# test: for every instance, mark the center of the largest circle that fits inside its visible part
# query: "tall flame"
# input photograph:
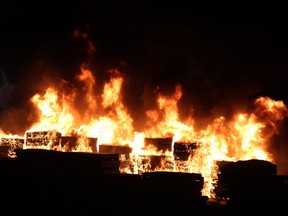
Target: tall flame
(244, 136)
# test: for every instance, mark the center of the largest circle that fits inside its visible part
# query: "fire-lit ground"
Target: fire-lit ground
(66, 111)
(166, 145)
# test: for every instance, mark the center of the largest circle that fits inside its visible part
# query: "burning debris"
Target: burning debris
(167, 143)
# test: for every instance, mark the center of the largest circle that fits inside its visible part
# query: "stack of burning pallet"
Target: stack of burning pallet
(252, 184)
(8, 146)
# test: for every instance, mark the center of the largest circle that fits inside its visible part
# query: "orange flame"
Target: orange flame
(245, 136)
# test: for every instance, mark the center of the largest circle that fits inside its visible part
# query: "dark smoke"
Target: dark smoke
(224, 56)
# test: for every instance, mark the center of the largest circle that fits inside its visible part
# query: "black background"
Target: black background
(223, 55)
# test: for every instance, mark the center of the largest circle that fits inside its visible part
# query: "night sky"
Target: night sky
(224, 56)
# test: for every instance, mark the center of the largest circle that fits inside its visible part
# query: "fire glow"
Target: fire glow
(245, 136)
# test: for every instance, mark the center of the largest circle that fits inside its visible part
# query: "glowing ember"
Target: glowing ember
(245, 136)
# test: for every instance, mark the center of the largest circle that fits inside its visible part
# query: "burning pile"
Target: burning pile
(167, 143)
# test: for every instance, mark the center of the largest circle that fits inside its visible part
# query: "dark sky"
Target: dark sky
(222, 55)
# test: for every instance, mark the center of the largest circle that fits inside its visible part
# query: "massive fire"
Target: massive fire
(245, 136)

........

### GOAL OF THE EXERCISE
Could you return each entry word for word, with the images omitted?

### WRITTEN RESPONSE
# test: for every instance, mark the center of the largest circle that fits inside its visible part
# query: "tall flame"
# input photograph:
Target: tall flame
(244, 136)
# test: for every instance, mark the center of the largest circle that fits inside its visible part
# query: "fire-lit ground"
Target: fire-lit ground
(66, 111)
(166, 145)
# test: for every instance, mark the center of the largest circle that fits inside its visible part
# query: "burning debris"
Target: burning debris
(167, 143)
# test: for every instance, mark the center of the largest circle that fits inside its visible part
# query: "stack of burning pallet"
Target: stack of burning pallet
(252, 184)
(8, 146)
# test: for every instance, mark the center of the largest circle that fits inside its visible part
# query: "orange flame"
Target: orange flame
(245, 136)
# test: for every instance, mark the center of the largest circle that fits inside its visible part
# query: "dark smoke"
Target: dark smoke
(224, 56)
# test: for every instance, mark the center of the largest circle that fits inside its visible part
# query: "black background"
Target: black background
(223, 55)
# test: for every instance, mark the center of the largest circle that fits inside its visible part
# query: "night sky"
Target: night sky
(224, 56)
# test: for every instance, mark the center of the largest circle that fits inside its visible part
# query: "fire glow"
Target: fire glow
(245, 136)
# test: for every instance, mark the center of the largest circle that fits inside its visible part
# query: "glowing ember"
Target: glowing ember
(245, 136)
# test: for every instance, mark the center of the largest circle that fits inside its visible part
# query: "burning pile"
Target: burning pile
(167, 143)
# test: for every instance, mark the center of the largest circle that fits inside its visible part
# query: "dark sky"
Target: dark sky
(222, 55)
# test: for every instance, mark the center of the largest circle that fits inside its visible part
# query: "massive fire"
Target: massive fire
(245, 136)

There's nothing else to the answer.